··· Texto fuente

Los filósofos escolásticos tenían otra explicación para la presencia del mal en el mundo. El bien sería algo con propiedades definibles y el mal más bien la “ausencia de bien”. Es decir, no algo creado, sino algo que falta. Una persona buena tiene anidada la bondad en su corazón. A una persona mala le falta esa bondad y por eso es mala. Dios sólo habría creado la bondad, mientras que la ausencia de bondad es un accidente del mundo. Claro que Leibniz no está resucitando esta idea escolástica, pero si postula que para crear un mundo hay que fijar lo que llama “verdades positivas” (leyes naturales) y su interacción produce muchos efectos buenos, pero también algunos malos que no se pueden eliminar sin provocar que el mundo ya no sea el mejor posible. Décadas después, el gran Voltaire se burló hasta el cansancio de Leibniz y en su sátira Candide o el Optimismo al héroe de la historia le acontece una catástrofe tras otra, en éste, el mejor de los mundos posibles, incluido el devastador terremoto de Lisboa de 1755.
El segundo problema metafísico abordado por Leibniz, el del libre albedrío, es más espinoso. Si en el mundo creado por Dios todo está predeterminado, ¿dónde queda el libre albedrío de los humanos? ¿Se podría entonces adoptar el punto de vista fatalista, o del “argumento perezoso”, que consiste en pensar que no tenemos responsabilidad alguna de lo que sucede en el mundo? Como aquel conductor musulmán de autobús en la novela La percepción del mundo, que conducía a velocidad temeraria en las montañas del Hindukusch, sin miedo alguno, porque al final de cuentas Alá ya decidió de antemano si el vehículo se precipita al abismo o no.
La innovadora solución de Leibniz al problema del libre albedrío y, al mismo tiempo, de la conexión entre cuerpo y alma, es invocar el “Principio de la Armonía Preestablecida”. Para Leibniz el alma es inmaterial y no tiene conexión alguna con la materia. Rechaza la idea de Descartes de que el alma “podría tener el poder de cambiar la dirección de movimiento del cuerpo”. Leibniz explica que la física nos enseña que en las colisiones entre objetos materiales hay cantidades que se mantienen invariantes (hoy diríamos la cantidad de movimiento) y por eso el alma no puede actuar sobre la materia, porque descarrilaría las leyes mecánicas naturales. Lo que sucede entonces es que el alma y la materia ocupan planos de existencia paralelos, como si fueran dos relojes independientes, pero sincronizados y puestos frente a frente. Dice Leibniz: “no podía más que arribar a un sistema que declara que Dios creó al principio el alma de tal manera que produce y representa para sí aquello que ocurre con el cuerpo, y el cuerpo también, para que haga consigo mismo lo que el alma ordena”. No hay conexiones del cuerpo a algún lugar del cerebro, para desde ahí enviar los comandos del alma, sino que se trata de dos sistemas que operan como reflejados en un espejo. Dios, como gran relojero del universo, lo pudo ajustar así.

······
··· Conjunto de datos

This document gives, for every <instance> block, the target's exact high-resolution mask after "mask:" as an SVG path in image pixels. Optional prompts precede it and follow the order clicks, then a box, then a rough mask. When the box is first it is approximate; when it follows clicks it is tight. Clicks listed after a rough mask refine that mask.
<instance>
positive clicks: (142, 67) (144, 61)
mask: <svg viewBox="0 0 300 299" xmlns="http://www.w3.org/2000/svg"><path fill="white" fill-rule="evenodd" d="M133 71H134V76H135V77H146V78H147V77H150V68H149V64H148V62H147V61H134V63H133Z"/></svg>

······
··· Conjunto de datos

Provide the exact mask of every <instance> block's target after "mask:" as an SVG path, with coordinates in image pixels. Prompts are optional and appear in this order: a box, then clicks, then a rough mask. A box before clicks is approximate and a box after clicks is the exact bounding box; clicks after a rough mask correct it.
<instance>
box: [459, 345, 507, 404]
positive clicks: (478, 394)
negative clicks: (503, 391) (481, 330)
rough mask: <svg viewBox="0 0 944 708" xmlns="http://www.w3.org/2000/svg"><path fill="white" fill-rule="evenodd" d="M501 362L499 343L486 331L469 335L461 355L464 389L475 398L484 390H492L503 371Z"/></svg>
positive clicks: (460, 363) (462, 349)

······

# Con esta información:
1/ Resume en dos o tres oraciones el párrafo del texto fuente que empieza «El segundo problema metafísico» y conserva sus datos principales.
2/ De acuerdo con el texto fuente, explica en una o dos oraciones por qué Leibniz sostiene que el alma no puede actuar sobre la materia.
3/ ¿En qué año ocurrió el terremoto de Lisboa que se menciona en el texto fuente?
Responde únicamente a partir de lo que dice el texto fuente.

# Respuestas dadas:
1/ El segundo problema metafísico que abordó Leibniz, el del libre albedrío, es más espinoso: si todo en el mundo creado por Dios está predeterminado, cabe preguntarse dónde queda la libertad humana y si podría adoptarse el fatalismo del «argumento perezoso», según el cual no tenemos responsabilidad alguna de lo que sucede. Lo ilustra el conductor musulmán de autobús de la novela La percepción del mundo, que conducía a velocidad temeraria por las montañas del Hindukusch convencido de que Alá ya había decidido si el vehículo caería al abismo.

2/ Porque la física enseña que en las colisiones entre objetos materiales hay cantidades que se mantienen invariantes (hoy diríamos la cantidad de movimiento). Si el alma actuara sobre la materia, descarrilaría las leyes mecánicas naturales.

3/ En 1755.